**Testo citato**
►

Diritti / Attualità
“Genocidio di Gaza: un crimine collettivo”. Il nuovo rapporto di Francesca Albanese
La Relatrice speciale delle Nazioni Unite denuncia, dati e fatti alla mano, le numerose complicità degli Stati con Israele in questi due anni, sottolineando il doppio standard della comunità internazionale. Dalla copertura diplomatica alle forniture militari (Italia in prima fila), dagli affari economici ed energetici fino al tradimento dello spirito umanitario. Ecco che cosa dice il report che pure il governo italiano ha tentato di delegittimare
A fine ottobre è stato diffuso l’ultimo rapporto della Relatrice speciale delle Nazioni Unite sulla situazione dei diritti umani nei Territori palestinesi occupati dal 1967, Francesca Albanese, intitolato “Genocidio di Gaza: un crimine collettivo”. Sottolineando la precarietà del sistema del diritto internazionale, il lavoro di Albanese denuncia il carattere “partecipato” dei crimini commessi a Gaza per conto di Israele, sostenuti dalla complicità di Stati terzi e quindi legittimati dalla “comunità internazionale”. Il rapporto identifica nello specifico quattro modalità di supporto: diplomatica, militare, economica e “umanitaria”.

◄

**Obiettivo**
Cita per intero e parola per parola il testo qui sopra sul rapporto di Francesca Albanese.

**Elenco estratto**

►

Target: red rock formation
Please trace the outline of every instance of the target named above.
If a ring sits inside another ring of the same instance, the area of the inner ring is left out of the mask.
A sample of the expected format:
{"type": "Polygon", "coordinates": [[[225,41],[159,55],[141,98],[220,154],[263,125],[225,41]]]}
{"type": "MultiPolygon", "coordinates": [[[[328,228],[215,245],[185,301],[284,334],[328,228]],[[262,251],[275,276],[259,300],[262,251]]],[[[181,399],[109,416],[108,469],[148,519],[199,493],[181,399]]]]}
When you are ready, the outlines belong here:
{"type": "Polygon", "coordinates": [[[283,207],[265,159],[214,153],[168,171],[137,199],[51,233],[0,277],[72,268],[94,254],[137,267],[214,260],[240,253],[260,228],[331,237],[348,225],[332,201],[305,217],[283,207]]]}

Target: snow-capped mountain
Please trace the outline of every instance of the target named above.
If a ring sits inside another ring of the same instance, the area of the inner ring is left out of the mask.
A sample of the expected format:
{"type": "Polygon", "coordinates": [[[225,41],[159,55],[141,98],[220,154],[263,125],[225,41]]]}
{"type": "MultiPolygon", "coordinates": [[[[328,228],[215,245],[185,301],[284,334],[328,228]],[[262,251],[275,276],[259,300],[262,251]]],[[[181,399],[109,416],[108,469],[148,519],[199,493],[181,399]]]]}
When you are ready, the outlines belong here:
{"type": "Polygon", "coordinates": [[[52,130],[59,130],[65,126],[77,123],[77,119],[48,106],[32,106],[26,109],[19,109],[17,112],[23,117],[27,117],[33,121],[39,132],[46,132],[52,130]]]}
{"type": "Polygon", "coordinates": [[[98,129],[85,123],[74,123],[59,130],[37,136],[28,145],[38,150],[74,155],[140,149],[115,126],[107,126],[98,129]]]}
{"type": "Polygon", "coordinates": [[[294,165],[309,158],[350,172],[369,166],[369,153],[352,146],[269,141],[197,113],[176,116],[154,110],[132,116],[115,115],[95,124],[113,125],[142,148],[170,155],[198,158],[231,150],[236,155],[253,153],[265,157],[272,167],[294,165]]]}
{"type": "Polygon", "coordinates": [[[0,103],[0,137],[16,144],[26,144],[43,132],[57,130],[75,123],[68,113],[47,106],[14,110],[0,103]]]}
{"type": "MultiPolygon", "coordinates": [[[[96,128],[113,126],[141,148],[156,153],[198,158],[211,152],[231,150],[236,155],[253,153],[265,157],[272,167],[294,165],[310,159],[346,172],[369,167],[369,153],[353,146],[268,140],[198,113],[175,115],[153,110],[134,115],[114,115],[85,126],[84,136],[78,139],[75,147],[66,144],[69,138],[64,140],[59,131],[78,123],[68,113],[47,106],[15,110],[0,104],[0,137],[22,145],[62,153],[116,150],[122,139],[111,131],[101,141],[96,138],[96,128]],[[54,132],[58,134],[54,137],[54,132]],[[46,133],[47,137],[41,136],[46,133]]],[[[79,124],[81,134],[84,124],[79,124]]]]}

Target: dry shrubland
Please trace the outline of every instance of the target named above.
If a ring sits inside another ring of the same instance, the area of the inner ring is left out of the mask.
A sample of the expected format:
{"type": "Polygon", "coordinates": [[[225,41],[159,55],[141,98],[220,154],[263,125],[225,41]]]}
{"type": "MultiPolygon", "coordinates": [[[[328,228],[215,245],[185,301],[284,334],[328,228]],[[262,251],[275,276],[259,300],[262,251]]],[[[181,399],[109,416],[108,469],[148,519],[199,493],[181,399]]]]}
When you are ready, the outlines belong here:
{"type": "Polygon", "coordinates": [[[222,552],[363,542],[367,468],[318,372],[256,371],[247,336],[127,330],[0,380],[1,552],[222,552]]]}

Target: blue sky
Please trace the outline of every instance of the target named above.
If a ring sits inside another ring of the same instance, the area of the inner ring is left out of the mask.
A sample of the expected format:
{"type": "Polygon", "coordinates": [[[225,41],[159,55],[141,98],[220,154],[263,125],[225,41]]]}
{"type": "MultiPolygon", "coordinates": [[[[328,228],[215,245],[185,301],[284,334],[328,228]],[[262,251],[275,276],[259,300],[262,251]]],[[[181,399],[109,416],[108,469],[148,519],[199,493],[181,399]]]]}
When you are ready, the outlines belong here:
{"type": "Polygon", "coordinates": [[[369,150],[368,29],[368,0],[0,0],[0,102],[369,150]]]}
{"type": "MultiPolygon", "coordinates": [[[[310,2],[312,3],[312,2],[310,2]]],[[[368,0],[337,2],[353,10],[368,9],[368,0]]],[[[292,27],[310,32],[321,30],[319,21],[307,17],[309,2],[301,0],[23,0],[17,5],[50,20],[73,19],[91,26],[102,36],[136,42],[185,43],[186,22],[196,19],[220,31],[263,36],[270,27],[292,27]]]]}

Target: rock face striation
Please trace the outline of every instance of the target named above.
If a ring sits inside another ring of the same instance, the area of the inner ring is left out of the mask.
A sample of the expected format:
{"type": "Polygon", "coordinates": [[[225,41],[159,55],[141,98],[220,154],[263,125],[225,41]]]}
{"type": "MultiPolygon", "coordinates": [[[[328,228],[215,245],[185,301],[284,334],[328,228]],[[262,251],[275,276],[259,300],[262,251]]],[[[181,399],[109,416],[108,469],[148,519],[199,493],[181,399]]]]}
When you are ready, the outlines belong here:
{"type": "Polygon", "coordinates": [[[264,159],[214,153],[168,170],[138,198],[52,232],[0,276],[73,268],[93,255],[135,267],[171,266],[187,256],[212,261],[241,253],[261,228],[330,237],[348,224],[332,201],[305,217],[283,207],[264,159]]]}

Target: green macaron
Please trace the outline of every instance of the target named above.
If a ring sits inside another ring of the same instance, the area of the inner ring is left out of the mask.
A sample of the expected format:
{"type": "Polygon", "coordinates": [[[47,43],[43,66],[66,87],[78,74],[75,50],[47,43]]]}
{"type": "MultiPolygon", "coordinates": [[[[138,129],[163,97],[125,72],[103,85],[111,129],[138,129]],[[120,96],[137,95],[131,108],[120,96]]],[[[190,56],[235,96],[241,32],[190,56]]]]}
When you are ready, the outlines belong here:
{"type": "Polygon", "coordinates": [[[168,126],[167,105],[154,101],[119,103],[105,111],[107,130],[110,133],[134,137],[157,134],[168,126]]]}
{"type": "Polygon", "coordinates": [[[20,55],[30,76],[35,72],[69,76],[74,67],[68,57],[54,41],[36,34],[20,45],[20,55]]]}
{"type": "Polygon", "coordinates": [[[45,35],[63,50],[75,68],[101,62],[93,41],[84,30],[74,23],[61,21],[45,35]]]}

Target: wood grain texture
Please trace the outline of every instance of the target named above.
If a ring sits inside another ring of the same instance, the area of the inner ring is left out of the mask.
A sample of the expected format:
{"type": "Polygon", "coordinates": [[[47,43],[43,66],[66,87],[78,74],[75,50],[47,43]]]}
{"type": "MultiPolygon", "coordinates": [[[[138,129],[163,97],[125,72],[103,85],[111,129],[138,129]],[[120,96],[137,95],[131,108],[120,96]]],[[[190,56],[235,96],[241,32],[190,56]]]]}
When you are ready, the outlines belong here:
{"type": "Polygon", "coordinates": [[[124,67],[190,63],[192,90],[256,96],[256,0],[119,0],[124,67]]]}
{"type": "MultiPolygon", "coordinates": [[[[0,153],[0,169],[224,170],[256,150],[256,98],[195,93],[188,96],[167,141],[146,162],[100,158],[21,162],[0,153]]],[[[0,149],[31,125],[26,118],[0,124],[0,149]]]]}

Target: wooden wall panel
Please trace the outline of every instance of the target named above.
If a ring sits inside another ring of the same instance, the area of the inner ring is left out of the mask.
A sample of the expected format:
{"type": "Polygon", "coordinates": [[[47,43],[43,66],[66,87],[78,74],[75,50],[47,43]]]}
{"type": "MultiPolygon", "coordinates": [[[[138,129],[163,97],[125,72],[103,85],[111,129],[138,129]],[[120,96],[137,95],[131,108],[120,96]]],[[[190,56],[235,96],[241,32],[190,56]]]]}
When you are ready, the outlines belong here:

◄

**Risultato**
Diritti / Attualità
“Genocidio di Gaza: un crimine collettivo”. Il nuovo rapporto di Francesca Albanese
La Relatrice speciale delle Nazioni Unite denuncia, dati e fatti alla mano, le numerose complicità degli Stati con Israele in questi due anni, sottolineando il doppio standard della comunità internazionale. Dalla copertura diplomatica alle forniture militari (Italia in prima fila), dagli affari economici ed energetici fino al tradimento dello spirito umanitario. Ecco che cosa dice il report che pure il governo italiano ha tentato di delegittimare
A fine ottobre è stato diffuso l’ultimo rapporto della Relatrice speciale delle Nazioni Unite sulla situazione dei diritti umani nei Territori palestinesi occupati dal 1967, Francesca Albanese, intitolato “Genocidio di Gaza: un crimine collettivo”. Sottolineando la precarietà del sistema del diritto internazionale, il lavoro di Albanese denuncia il carattere “partecipato” dei crimini commessi a Gaza per conto di Israele, sostenuti dalla complicità di Stati terzi e quindi legittimati dalla “comunità internazionale”. Il rapporto identifica nello specifico quattro modalità di supporto: diplomatica, militare, economica e “umanitaria”.